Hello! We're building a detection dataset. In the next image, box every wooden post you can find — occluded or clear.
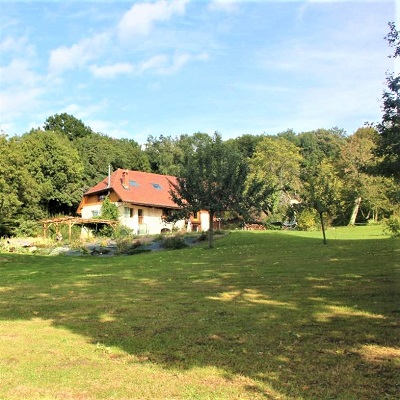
[319,211,326,244]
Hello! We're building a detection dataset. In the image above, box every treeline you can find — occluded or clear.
[0,114,400,235]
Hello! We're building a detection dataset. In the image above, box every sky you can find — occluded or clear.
[0,0,400,144]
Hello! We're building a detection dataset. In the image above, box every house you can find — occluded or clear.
[77,169,209,234]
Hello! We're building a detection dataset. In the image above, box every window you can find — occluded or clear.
[161,208,172,219]
[138,208,143,224]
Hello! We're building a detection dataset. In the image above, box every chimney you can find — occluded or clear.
[122,171,129,189]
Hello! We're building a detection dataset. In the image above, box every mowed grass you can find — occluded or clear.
[0,227,400,400]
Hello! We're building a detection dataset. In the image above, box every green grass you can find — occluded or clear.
[0,227,400,400]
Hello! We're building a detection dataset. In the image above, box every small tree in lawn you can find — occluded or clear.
[304,161,342,244]
[170,133,252,248]
[99,196,119,236]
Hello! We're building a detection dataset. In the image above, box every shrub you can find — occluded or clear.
[161,235,188,250]
[297,209,318,231]
[384,216,400,237]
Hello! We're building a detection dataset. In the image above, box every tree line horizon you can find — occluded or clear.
[0,23,400,236]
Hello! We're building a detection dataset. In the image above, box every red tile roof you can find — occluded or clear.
[84,169,179,208]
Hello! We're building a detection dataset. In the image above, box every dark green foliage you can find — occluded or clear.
[377,23,400,180]
[161,235,189,250]
[19,130,83,215]
[170,133,249,247]
[43,113,92,140]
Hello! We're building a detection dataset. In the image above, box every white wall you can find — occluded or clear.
[82,203,185,235]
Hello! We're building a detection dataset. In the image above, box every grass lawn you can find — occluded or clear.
[0,227,400,400]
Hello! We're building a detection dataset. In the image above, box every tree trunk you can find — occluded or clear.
[319,212,326,244]
[208,211,214,249]
[349,197,361,225]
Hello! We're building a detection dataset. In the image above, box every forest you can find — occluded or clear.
[0,114,400,236]
[0,23,400,236]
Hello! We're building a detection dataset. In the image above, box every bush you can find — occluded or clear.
[13,220,43,237]
[161,235,188,250]
[384,216,400,237]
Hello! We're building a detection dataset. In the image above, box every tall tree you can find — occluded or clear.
[145,135,184,175]
[19,130,83,214]
[338,127,378,225]
[304,160,343,244]
[377,22,400,181]
[248,137,302,213]
[170,133,252,248]
[43,113,92,140]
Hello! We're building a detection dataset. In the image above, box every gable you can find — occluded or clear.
[84,169,179,208]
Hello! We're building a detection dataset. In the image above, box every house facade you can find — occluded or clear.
[77,169,209,234]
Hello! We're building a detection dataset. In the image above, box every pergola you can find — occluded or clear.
[40,217,119,240]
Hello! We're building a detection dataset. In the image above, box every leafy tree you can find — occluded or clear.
[0,134,39,235]
[377,22,400,180]
[228,134,265,158]
[304,160,342,244]
[72,133,150,193]
[298,128,345,167]
[43,113,92,140]
[338,127,378,225]
[100,196,119,221]
[18,130,83,216]
[248,137,302,213]
[145,135,184,175]
[170,133,252,248]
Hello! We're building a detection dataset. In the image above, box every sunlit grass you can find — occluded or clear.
[0,226,400,400]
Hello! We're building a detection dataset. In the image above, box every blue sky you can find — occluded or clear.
[0,0,399,143]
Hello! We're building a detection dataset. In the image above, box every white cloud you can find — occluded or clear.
[90,63,135,78]
[0,36,35,58]
[0,58,40,87]
[139,53,208,75]
[0,87,44,123]
[49,33,110,75]
[140,54,168,72]
[208,0,238,13]
[118,0,187,41]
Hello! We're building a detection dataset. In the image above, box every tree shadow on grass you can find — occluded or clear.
[0,232,400,399]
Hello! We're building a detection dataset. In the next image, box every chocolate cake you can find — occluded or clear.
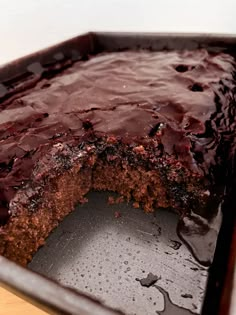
[0,49,235,265]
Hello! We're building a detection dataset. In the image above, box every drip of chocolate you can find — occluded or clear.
[177,205,222,266]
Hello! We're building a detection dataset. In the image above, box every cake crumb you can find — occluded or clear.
[107,196,124,205]
[79,197,88,203]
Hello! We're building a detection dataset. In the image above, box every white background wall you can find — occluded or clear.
[0,0,236,63]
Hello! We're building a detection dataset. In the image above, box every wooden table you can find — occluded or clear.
[0,287,48,315]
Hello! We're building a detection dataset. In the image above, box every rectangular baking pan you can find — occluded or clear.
[0,33,236,315]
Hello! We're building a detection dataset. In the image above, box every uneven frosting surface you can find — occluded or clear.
[0,50,235,225]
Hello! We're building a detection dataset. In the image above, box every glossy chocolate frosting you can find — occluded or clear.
[0,49,235,226]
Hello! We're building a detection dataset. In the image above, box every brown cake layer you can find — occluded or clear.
[0,50,235,264]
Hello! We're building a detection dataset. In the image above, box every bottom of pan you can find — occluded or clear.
[29,192,208,315]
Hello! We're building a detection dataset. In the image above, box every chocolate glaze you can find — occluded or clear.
[0,49,236,266]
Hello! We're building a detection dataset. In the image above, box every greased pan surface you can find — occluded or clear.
[0,33,236,314]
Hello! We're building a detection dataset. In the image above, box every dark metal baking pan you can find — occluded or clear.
[0,33,236,315]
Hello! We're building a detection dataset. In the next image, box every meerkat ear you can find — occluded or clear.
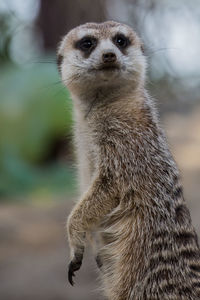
[140,43,144,54]
[57,53,63,73]
[57,38,65,72]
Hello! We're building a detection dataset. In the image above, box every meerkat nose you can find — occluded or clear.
[102,52,117,63]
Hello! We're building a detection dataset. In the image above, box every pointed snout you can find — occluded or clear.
[102,51,117,63]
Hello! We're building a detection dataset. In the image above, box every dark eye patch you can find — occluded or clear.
[57,54,63,72]
[113,33,131,51]
[75,36,97,55]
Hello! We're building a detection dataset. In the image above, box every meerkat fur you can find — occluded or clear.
[58,21,200,300]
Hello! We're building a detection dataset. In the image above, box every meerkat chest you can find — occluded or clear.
[75,122,98,192]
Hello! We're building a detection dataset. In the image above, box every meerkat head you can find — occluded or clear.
[58,21,146,93]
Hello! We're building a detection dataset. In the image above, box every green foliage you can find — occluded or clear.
[0,59,74,197]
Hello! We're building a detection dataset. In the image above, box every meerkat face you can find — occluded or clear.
[58,22,146,91]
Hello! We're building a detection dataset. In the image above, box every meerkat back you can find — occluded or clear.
[58,21,200,300]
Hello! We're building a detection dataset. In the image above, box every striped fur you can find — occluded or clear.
[58,22,200,300]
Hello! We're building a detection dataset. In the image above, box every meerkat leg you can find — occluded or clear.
[67,174,118,285]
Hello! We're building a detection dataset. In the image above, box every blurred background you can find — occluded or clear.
[0,0,200,300]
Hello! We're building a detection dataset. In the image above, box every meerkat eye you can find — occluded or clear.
[76,37,97,52]
[114,34,130,49]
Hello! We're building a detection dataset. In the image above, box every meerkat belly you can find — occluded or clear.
[75,123,97,194]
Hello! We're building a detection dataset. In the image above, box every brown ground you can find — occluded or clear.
[0,110,200,300]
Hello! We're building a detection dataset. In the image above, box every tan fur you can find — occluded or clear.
[58,22,200,300]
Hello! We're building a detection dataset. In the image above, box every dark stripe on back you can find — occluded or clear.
[175,204,191,224]
[190,265,200,272]
[149,255,178,272]
[180,249,200,259]
[173,186,183,199]
[174,232,196,245]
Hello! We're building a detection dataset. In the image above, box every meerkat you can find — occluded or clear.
[58,21,200,300]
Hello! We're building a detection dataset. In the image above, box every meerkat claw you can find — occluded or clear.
[68,260,82,286]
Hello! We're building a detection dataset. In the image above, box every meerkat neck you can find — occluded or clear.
[71,86,144,118]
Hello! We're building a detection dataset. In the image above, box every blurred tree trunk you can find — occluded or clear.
[37,0,106,50]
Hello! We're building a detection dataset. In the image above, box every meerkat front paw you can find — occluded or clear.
[68,249,84,286]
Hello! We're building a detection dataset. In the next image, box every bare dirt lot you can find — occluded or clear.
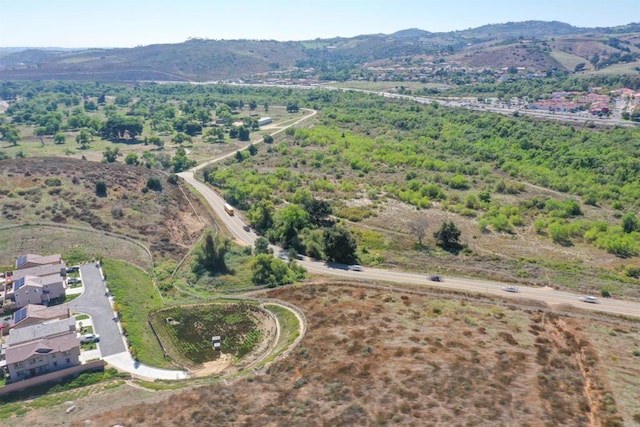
[42,284,640,426]
[0,158,212,263]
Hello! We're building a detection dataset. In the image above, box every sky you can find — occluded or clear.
[0,0,640,47]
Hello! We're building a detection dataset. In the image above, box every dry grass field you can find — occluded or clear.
[37,283,640,426]
[0,158,213,265]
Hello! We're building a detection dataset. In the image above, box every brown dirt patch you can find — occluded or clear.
[0,158,212,263]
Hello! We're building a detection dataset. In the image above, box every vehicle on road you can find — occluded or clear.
[278,252,289,261]
[211,335,222,351]
[80,334,100,344]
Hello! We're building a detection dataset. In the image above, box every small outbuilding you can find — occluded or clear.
[211,335,222,351]
[258,117,273,126]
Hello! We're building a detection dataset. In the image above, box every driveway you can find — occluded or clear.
[69,262,127,357]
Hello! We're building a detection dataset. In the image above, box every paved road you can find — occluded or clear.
[69,262,127,357]
[69,262,189,380]
[179,108,640,318]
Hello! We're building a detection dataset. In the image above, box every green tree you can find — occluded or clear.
[96,181,107,197]
[253,237,273,256]
[322,225,358,264]
[433,221,461,252]
[124,153,140,166]
[171,147,196,173]
[273,204,310,248]
[147,176,162,191]
[304,198,333,226]
[171,132,191,145]
[247,199,275,234]
[0,124,20,146]
[144,135,164,150]
[622,212,640,233]
[76,129,93,150]
[102,147,121,163]
[408,215,429,247]
[53,132,67,144]
[251,254,305,288]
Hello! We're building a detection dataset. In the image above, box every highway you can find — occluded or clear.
[178,110,640,318]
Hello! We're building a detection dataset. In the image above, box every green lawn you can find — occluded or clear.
[103,259,173,368]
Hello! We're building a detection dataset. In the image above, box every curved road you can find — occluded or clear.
[178,111,640,318]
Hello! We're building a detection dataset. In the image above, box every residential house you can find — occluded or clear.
[5,332,80,382]
[0,317,80,382]
[13,275,65,308]
[11,304,71,328]
[7,263,67,280]
[6,317,76,347]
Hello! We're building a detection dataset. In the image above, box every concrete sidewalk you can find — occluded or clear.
[103,351,189,380]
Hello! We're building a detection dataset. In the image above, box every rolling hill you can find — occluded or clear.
[0,21,640,82]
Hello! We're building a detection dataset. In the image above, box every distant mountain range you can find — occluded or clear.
[0,21,640,82]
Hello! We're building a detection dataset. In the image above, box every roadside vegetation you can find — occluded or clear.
[150,302,266,367]
[2,80,640,295]
[0,368,128,420]
[86,283,640,425]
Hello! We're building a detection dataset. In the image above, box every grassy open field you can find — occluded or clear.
[551,50,591,71]
[0,225,152,270]
[48,283,640,426]
[151,303,265,367]
[103,259,170,368]
[0,157,211,266]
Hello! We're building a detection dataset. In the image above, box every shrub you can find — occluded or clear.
[147,176,162,191]
[96,181,107,197]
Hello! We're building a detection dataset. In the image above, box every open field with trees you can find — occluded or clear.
[151,303,268,366]
[0,78,640,425]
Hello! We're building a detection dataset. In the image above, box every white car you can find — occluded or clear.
[80,334,100,344]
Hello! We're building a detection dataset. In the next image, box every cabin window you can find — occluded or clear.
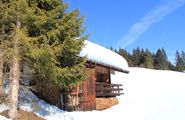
[96,66,110,83]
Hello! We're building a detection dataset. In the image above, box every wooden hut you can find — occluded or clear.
[30,41,128,111]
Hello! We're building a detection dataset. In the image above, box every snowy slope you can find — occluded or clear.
[1,68,185,120]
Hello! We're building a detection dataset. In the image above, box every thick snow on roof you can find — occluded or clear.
[80,40,128,71]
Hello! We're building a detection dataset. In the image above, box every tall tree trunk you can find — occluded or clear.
[8,20,20,119]
[0,48,3,96]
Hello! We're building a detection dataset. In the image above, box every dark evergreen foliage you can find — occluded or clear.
[111,47,185,71]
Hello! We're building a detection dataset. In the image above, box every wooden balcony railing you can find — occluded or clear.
[96,82,124,97]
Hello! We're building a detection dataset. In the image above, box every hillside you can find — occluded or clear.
[0,68,185,120]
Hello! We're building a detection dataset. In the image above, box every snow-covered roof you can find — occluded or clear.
[80,40,128,72]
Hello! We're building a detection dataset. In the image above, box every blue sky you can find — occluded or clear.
[66,0,185,62]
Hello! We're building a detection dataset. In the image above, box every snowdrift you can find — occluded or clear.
[0,68,185,120]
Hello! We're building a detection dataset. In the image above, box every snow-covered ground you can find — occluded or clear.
[0,68,185,120]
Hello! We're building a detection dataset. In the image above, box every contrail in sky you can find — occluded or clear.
[116,0,185,48]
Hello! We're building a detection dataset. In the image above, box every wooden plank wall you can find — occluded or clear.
[79,67,96,111]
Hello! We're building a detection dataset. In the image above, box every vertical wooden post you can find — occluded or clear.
[0,48,3,96]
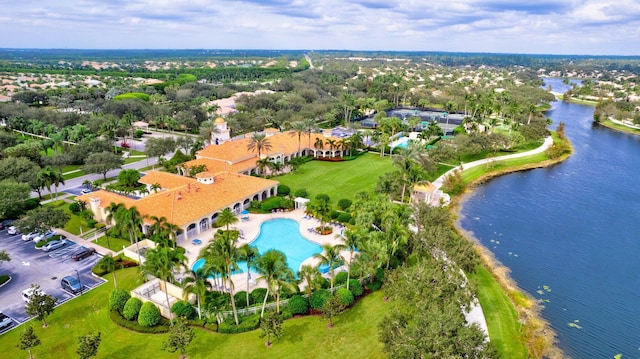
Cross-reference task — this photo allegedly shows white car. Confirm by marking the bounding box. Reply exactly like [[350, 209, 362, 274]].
[[22, 232, 39, 242], [33, 231, 56, 243], [22, 287, 47, 303]]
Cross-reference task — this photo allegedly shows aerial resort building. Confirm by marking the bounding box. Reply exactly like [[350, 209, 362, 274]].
[[77, 118, 344, 241]]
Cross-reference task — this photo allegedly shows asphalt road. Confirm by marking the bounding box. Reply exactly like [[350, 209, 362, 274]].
[[0, 230, 104, 334]]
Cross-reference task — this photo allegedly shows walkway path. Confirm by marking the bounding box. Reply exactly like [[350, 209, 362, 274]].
[[432, 136, 553, 189]]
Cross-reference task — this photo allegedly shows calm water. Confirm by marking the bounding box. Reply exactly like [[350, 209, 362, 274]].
[[192, 218, 322, 275], [461, 81, 640, 359]]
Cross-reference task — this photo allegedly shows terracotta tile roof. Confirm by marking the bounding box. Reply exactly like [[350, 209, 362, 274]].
[[139, 171, 196, 189], [77, 172, 278, 227], [196, 131, 340, 164], [76, 190, 137, 208], [135, 172, 278, 226], [184, 156, 258, 173]]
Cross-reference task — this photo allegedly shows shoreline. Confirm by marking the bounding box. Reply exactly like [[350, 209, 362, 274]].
[[449, 139, 573, 358]]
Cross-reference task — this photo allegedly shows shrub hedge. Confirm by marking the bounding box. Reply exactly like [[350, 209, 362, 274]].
[[109, 288, 131, 313], [122, 297, 142, 320], [287, 295, 309, 315], [109, 310, 169, 334], [335, 288, 355, 307], [309, 289, 331, 310], [333, 272, 348, 285], [218, 314, 260, 334], [138, 302, 162, 327], [349, 279, 363, 297], [171, 300, 196, 319]]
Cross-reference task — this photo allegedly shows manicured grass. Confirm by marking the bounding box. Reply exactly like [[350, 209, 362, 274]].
[[95, 236, 131, 252], [0, 268, 390, 359], [276, 153, 395, 203], [467, 266, 527, 358]]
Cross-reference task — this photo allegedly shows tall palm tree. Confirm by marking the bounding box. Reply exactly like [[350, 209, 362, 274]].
[[96, 255, 122, 288], [291, 121, 307, 153], [313, 244, 347, 293], [302, 118, 317, 153], [140, 247, 187, 325], [213, 231, 240, 325], [336, 229, 361, 289], [298, 264, 322, 298], [200, 120, 219, 144], [238, 243, 260, 307], [216, 208, 238, 231], [247, 132, 271, 159], [256, 249, 291, 317], [181, 270, 211, 319]]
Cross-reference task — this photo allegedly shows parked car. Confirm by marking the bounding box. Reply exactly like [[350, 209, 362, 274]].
[[22, 232, 39, 242], [42, 238, 67, 252], [22, 287, 47, 303], [0, 312, 13, 330], [60, 275, 84, 294], [33, 231, 56, 243], [71, 247, 96, 261]]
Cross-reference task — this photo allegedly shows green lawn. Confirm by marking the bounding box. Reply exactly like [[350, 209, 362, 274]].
[[0, 268, 390, 359], [95, 236, 131, 252], [467, 266, 527, 359], [276, 153, 394, 203]]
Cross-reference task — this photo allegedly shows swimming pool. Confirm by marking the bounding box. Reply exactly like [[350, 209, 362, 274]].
[[191, 218, 328, 275]]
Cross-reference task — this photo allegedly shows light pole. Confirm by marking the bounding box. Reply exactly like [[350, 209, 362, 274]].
[[75, 269, 84, 295]]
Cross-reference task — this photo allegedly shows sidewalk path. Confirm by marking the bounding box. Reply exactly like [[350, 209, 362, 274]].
[[432, 136, 553, 189], [56, 228, 116, 256]]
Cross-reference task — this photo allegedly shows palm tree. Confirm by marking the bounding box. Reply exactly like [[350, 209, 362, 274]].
[[138, 247, 187, 325], [298, 264, 322, 298], [96, 255, 122, 288], [200, 120, 219, 144], [302, 118, 316, 153], [212, 230, 240, 325], [313, 244, 347, 293], [256, 249, 293, 317], [216, 208, 238, 231], [336, 229, 361, 289], [238, 243, 259, 307], [247, 132, 271, 159], [181, 270, 211, 319], [393, 142, 427, 203], [291, 121, 307, 153]]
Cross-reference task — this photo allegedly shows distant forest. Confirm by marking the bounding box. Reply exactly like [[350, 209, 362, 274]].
[[0, 49, 640, 73]]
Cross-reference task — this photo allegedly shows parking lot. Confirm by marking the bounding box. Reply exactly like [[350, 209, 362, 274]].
[[0, 229, 103, 334]]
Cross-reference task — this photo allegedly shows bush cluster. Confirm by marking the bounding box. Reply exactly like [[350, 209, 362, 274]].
[[334, 288, 355, 307], [109, 310, 169, 333], [309, 289, 331, 310], [218, 314, 260, 334], [122, 297, 142, 320], [138, 302, 162, 327], [287, 295, 309, 315], [109, 288, 131, 313], [349, 279, 364, 297], [171, 300, 196, 319]]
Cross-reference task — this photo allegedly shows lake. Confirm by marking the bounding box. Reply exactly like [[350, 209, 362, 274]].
[[460, 79, 640, 358]]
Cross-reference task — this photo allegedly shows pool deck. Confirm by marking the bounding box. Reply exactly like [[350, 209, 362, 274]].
[[178, 209, 349, 292]]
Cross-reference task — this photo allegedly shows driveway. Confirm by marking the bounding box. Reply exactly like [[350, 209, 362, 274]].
[[0, 230, 104, 332]]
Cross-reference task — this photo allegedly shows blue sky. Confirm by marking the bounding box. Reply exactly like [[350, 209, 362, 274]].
[[0, 0, 640, 55]]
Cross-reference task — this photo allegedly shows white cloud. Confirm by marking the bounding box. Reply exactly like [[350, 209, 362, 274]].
[[0, 0, 640, 54]]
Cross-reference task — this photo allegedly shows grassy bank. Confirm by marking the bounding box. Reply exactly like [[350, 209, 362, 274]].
[[450, 133, 570, 358], [277, 153, 394, 203], [0, 268, 389, 359]]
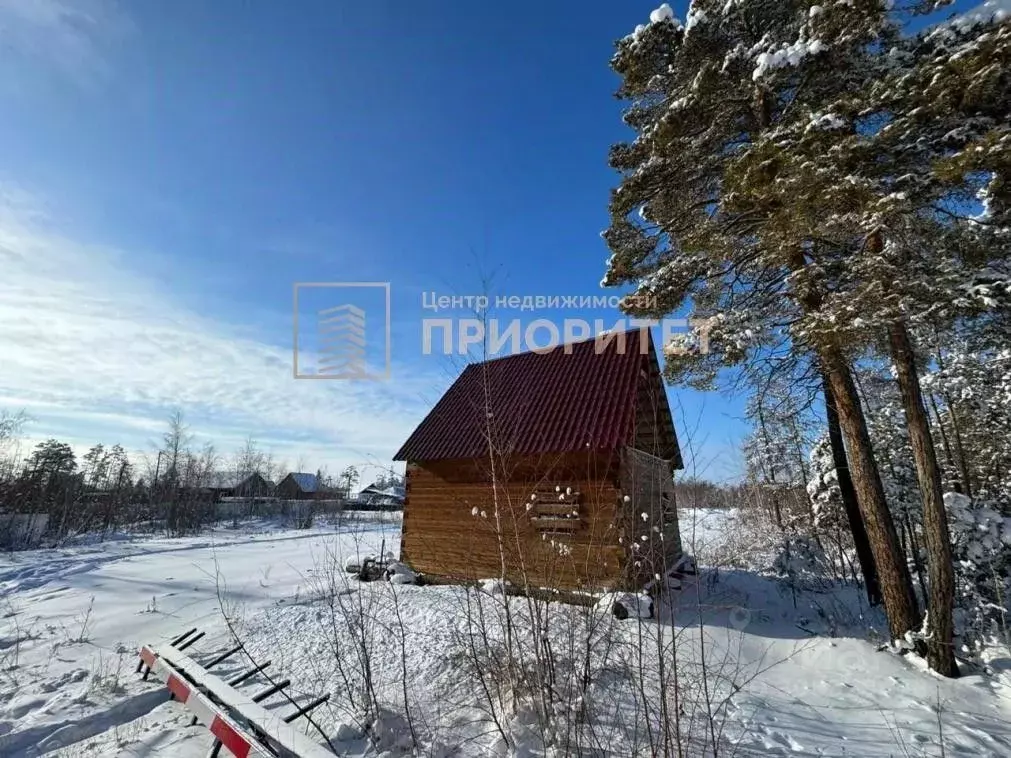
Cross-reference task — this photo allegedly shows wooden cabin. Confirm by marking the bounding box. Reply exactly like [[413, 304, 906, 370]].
[[395, 329, 682, 590]]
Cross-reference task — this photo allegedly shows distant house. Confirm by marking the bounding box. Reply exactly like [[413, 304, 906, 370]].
[[355, 484, 404, 506], [274, 472, 325, 500], [233, 473, 275, 498], [394, 329, 682, 590]]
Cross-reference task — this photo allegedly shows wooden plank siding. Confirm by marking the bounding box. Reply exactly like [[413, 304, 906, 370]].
[[400, 452, 627, 589]]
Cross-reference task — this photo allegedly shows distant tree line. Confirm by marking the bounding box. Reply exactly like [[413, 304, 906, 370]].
[[0, 411, 398, 548]]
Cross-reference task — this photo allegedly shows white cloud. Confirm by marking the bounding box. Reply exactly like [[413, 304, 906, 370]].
[[0, 185, 445, 475], [0, 0, 132, 83]]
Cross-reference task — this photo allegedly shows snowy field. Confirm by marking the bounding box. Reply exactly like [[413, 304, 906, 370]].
[[0, 510, 1011, 758]]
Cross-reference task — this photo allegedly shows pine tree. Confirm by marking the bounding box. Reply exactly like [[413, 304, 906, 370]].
[[605, 0, 919, 638]]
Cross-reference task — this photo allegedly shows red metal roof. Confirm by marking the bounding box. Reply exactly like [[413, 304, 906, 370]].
[[394, 329, 655, 461]]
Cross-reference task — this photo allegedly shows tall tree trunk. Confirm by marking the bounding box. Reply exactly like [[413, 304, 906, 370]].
[[790, 250, 920, 640], [937, 346, 973, 497], [927, 392, 963, 492], [820, 346, 919, 640], [888, 320, 958, 676], [822, 372, 882, 605]]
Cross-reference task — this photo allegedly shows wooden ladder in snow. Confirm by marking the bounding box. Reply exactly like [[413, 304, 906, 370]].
[[136, 628, 334, 758]]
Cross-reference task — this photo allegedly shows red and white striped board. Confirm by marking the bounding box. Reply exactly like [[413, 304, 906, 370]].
[[141, 645, 334, 758]]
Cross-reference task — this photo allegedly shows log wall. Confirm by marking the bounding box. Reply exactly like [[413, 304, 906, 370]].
[[400, 451, 627, 589]]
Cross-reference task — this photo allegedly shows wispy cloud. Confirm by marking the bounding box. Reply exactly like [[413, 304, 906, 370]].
[[0, 0, 132, 84], [0, 180, 445, 466]]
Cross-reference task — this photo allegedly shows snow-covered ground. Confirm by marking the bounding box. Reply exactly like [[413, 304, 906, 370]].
[[0, 510, 1011, 758]]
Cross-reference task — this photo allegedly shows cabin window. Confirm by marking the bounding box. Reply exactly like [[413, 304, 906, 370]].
[[527, 484, 582, 535]]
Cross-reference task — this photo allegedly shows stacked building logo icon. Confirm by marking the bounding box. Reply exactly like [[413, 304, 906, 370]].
[[294, 282, 390, 379]]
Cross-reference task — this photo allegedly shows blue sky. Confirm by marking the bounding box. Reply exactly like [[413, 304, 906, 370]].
[[23, 0, 982, 477]]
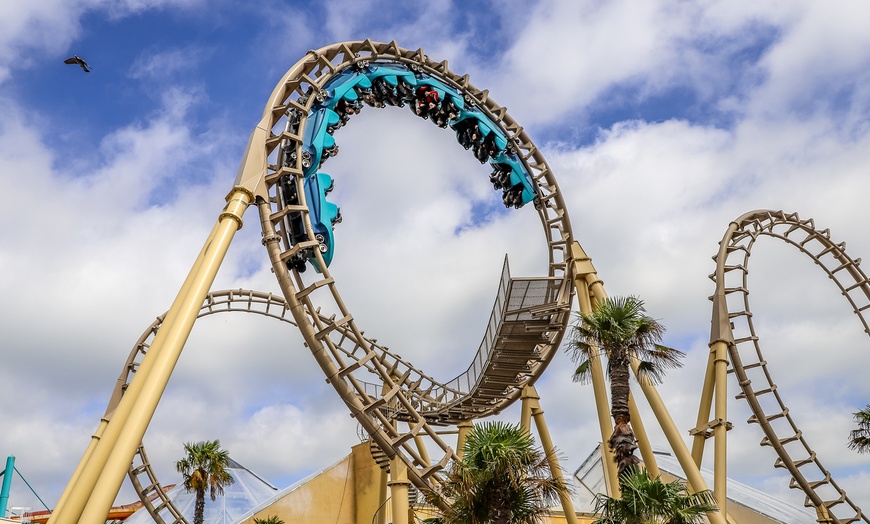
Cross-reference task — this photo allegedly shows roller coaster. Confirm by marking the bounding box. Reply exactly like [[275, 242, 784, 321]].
[[50, 40, 870, 524]]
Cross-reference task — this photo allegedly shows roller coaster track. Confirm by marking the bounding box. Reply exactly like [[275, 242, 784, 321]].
[[711, 211, 870, 523], [117, 40, 573, 522], [237, 40, 573, 512]]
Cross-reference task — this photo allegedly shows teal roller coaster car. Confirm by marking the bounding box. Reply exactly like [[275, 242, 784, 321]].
[[279, 61, 537, 272]]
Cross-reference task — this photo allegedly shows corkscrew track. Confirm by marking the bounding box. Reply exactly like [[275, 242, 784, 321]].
[[711, 210, 870, 523]]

--- Requirement ---
Rewrite the records from the line with "Cross-reference task — this photo allegedly shows tall tree" up to and including the line with "[[50, 40, 870, 524]]", replacing "allegedly" with "supposedly" and keeping everything else the same. Leave the pictures out.

--- Answer in full ---
Cross-reference task — this photo supposedly shows tall tree trunk. Confirm by marking the bounding box. Reply exactly like [[413, 304, 906, 370]].
[[790, 250, 920, 640], [937, 346, 973, 497], [927, 392, 963, 492], [820, 346, 919, 640], [888, 320, 958, 676], [822, 372, 882, 605]]
Cross-reference task — this photo supposedly shows wooden ladder in snow. Confirm by marking the bounding box. Reply exactly like [[413, 304, 906, 370]].
[[136, 628, 334, 758]]
Cross-reference task — this photo supposedly shows red and white striped board. Confirm by marking the bounding box. Reply exactly like [[413, 304, 906, 370]].
[[141, 645, 334, 758]]
Cross-reference task — this photo supposedly shows log wall. Confirm by marking the bounding box. Reply exactly like [[413, 304, 906, 370]].
[[400, 451, 627, 589]]
Cross-reference task — this photo supposedly shows wispy cloud. Confirm by marking the bounding box. Reply exactly like [[413, 304, 906, 370]].
[[0, 0, 132, 84], [0, 180, 445, 466]]
Cross-reference task — this photo supposedly shows snow-covered ground. Confirm by marking the bounding box. Reply exactly like [[413, 304, 906, 370]].
[[0, 510, 1011, 758]]
Cross-reference task — this photo supposedly shows cabin window. Confirm by marking the bounding box. Reply exactly like [[413, 304, 906, 370]].
[[527, 484, 582, 535]]
Cross-reference task — this photo supposedly shows stacked building logo icon. Confirm by marking the bounding box. Reply exactly like [[413, 304, 906, 370]].
[[294, 282, 390, 379]]
Cross-reference task — this photo supposedly shows blue sky. Confirm by marking the bounding box. Reply exactly like [[413, 304, 906, 370]].
[[23, 0, 982, 477]]
Cross-reference task — this photo supposedly shows roller coaster. Confirm by marking the bounding box. Reply exactly like [[275, 242, 784, 321]].
[[50, 40, 870, 524]]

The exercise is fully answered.